**What needs to be done:**
Retype exactly the lines that run from the line with "[locate] houses of" to the final line of the entries, keeping both ends and nothing else.

— START Given records —

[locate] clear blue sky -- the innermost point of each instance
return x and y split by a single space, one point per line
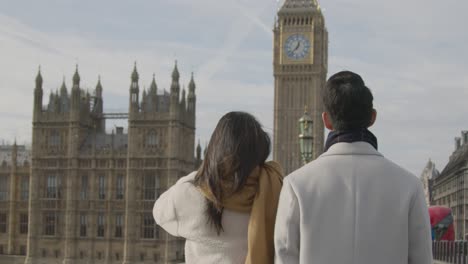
411 53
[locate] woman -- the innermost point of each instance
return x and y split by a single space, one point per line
226 210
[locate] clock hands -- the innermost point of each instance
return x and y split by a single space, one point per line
297 46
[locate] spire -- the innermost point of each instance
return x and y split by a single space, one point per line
135 74
153 86
63 88
39 79
198 151
192 85
14 153
175 73
134 93
183 99
76 77
99 87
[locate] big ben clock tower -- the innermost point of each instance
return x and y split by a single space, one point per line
300 68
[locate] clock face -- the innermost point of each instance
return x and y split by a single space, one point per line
297 46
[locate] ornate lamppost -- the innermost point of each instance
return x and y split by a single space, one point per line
306 138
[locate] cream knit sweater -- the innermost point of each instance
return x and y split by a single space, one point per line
181 212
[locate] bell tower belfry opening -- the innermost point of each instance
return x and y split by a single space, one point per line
300 65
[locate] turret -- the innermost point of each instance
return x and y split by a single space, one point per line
14 155
175 88
99 88
182 102
143 101
75 105
38 96
152 99
64 104
191 98
134 92
198 151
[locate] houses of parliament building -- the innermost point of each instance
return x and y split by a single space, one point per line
81 195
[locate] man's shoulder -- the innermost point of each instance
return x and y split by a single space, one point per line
326 167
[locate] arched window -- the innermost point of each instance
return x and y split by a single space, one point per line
152 139
54 139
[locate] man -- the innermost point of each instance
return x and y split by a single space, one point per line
351 205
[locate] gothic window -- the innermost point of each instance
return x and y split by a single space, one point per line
120 187
24 188
50 223
84 187
23 223
51 191
83 224
156 257
102 187
54 139
148 226
22 250
152 139
3 221
3 188
150 187
118 225
100 230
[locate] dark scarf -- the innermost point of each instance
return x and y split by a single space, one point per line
351 136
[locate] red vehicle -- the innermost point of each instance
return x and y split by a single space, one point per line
441 223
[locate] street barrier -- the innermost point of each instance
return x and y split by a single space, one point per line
455 252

— END Given records —

**Answer for this exercise:**
[locate] houses of parliament building -- the innermost point of each instance
return x and y split by a single space, one point per line
81 195
[locate] man's shoulder -- the innermost point of each instance
return x and y split by a single space, one point per line
326 167
[locate] arched window -- the innermost point of each instance
return x and y split by a single space, one point per line
152 139
54 139
[locate] man -- the innermost point of each instance
return x and y split by a single space, one point per line
351 205
[locate] gothic window -- the innermost point of each instance
return x and y split by a single space, one point per line
120 187
24 188
50 223
84 187
23 223
51 191
83 224
156 257
102 187
54 139
148 226
22 250
152 139
3 221
3 188
150 187
118 225
100 230
[locate] dark scarf -- the innermost point of each instance
return x and y split by a single space, one point per line
351 136
[locate] red vehicle -- the innermost point of each instance
return x and y split by a single space, one point per line
441 223
[locate] street barrier -- the innermost point of each instance
return x and y split by a single space, one point per line
455 252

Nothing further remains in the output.